### Data to use
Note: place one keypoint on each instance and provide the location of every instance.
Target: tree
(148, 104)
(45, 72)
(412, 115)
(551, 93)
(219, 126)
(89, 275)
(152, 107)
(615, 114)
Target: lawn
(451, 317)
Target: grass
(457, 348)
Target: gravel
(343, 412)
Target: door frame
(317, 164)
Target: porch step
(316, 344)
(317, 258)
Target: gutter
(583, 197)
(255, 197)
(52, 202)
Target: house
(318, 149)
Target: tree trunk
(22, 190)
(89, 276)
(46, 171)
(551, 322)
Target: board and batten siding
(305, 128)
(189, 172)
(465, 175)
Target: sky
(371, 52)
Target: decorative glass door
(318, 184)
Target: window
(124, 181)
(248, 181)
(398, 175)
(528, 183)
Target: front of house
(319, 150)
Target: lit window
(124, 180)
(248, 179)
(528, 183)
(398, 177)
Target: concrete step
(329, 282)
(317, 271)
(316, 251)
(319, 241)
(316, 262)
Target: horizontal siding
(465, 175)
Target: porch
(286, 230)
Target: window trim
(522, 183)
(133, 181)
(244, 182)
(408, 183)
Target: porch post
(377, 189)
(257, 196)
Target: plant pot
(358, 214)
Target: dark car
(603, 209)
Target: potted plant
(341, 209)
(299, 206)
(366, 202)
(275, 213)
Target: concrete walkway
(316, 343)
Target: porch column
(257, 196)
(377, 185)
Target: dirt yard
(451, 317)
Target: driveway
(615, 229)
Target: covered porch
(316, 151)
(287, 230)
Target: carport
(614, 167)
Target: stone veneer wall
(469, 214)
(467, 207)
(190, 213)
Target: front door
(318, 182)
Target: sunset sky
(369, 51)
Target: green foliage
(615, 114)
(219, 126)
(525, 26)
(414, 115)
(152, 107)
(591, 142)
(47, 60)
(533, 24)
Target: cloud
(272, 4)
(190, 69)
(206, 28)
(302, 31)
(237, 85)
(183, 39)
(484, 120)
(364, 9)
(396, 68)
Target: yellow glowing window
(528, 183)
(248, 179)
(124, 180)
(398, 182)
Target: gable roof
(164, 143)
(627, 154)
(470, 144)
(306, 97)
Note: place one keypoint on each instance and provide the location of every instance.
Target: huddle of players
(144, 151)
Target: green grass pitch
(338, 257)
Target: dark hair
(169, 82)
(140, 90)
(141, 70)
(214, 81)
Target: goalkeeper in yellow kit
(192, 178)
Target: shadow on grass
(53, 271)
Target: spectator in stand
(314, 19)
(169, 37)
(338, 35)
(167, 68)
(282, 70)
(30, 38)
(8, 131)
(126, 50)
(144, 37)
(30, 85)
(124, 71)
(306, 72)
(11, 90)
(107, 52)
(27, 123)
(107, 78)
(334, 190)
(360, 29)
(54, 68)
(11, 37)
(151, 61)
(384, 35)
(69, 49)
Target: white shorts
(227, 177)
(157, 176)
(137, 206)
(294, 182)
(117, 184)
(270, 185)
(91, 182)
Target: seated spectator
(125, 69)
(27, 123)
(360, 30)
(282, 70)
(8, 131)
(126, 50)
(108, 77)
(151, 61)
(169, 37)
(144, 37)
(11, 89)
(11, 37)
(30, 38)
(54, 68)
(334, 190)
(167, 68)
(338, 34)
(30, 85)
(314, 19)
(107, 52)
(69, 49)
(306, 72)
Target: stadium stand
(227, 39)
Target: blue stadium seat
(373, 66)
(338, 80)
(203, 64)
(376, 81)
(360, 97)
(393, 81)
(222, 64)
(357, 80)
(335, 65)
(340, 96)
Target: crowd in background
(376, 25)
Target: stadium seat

### Exercise objective
Please print all the data again exactly as given.

### Result
Note: place one keypoint on each instance and provide the location of every instance.
Target: tree
(148, 104)
(45, 72)
(412, 115)
(551, 93)
(219, 126)
(89, 275)
(152, 107)
(615, 114)
Target: lawn
(451, 317)
Target: grass
(457, 348)
Target: gravel
(343, 412)
Target: door frame
(317, 164)
Target: porch step
(316, 344)
(317, 258)
Target: gutter
(583, 197)
(255, 197)
(52, 202)
Target: house
(318, 149)
Target: tree trunk
(22, 190)
(89, 276)
(46, 171)
(551, 322)
Target: board and batten siding
(305, 128)
(189, 172)
(465, 175)
Target: sky
(371, 52)
Target: decorative glass door
(318, 184)
Target: window
(124, 181)
(248, 181)
(398, 175)
(528, 183)
Target: front of house
(319, 150)
Target: lit window
(124, 180)
(248, 179)
(528, 183)
(398, 177)
Target: concrete step
(329, 282)
(317, 271)
(316, 251)
(319, 241)
(316, 262)
Target: horizontal siding
(465, 175)
Target: porch
(286, 230)
Target: window trim
(522, 183)
(133, 181)
(244, 182)
(408, 183)
Target: porch post
(377, 189)
(257, 196)
Target: plant pot
(358, 214)
Target: dark car
(603, 209)
Target: potted plant
(341, 209)
(299, 206)
(366, 202)
(275, 213)
Target: concrete walkway
(316, 343)
Target: porch column
(257, 196)
(377, 185)
Target: dirt yard
(451, 317)
Target: driveway
(615, 229)
Target: covered porch
(316, 151)
(287, 230)
Target: carport
(614, 167)
Target: stone veneer wall
(469, 214)
(467, 207)
(190, 213)
Target: front door
(318, 182)
Target: sunset sky
(369, 51)
Target: green foliage
(615, 114)
(219, 126)
(525, 26)
(414, 115)
(152, 107)
(591, 142)
(47, 60)
(533, 24)
Target: cloud
(272, 4)
(190, 69)
(206, 28)
(302, 31)
(237, 85)
(183, 39)
(484, 120)
(364, 9)
(396, 68)
Target: yellow glowing window
(528, 183)
(248, 179)
(124, 180)
(398, 182)
Target: gable roof
(164, 143)
(627, 154)
(470, 144)
(306, 97)
Note: place one keypoint on each instance and provide the location of every instance.
Target: huddle of players
(144, 151)
Target: green grass pitch
(338, 257)
Target: dark hair
(169, 82)
(140, 90)
(141, 70)
(214, 81)
Target: goalkeeper in yellow kit
(192, 178)
Target: shadow on grass
(53, 271)
Target: spectator in stand
(314, 19)
(169, 37)
(338, 35)
(167, 68)
(282, 70)
(30, 38)
(8, 131)
(126, 50)
(144, 37)
(30, 85)
(124, 71)
(306, 72)
(11, 90)
(107, 52)
(27, 123)
(107, 78)
(334, 190)
(360, 29)
(54, 68)
(11, 37)
(151, 61)
(384, 35)
(69, 49)
Target: white shorts
(227, 177)
(157, 176)
(137, 206)
(294, 182)
(117, 184)
(270, 185)
(91, 182)
Target: seated spectator
(125, 69)
(27, 123)
(360, 30)
(282, 70)
(8, 131)
(126, 50)
(108, 77)
(151, 61)
(169, 37)
(144, 37)
(11, 89)
(11, 37)
(30, 38)
(54, 68)
(334, 190)
(167, 68)
(338, 34)
(30, 85)
(314, 19)
(107, 52)
(69, 49)
(306, 72)
Target: stadium stand
(227, 39)
Target: blue stadium seat
(373, 66)
(338, 80)
(203, 64)
(376, 81)
(360, 97)
(393, 81)
(222, 64)
(357, 80)
(335, 65)
(340, 96)
Target: crowd in background
(376, 25)
Target: stadium seat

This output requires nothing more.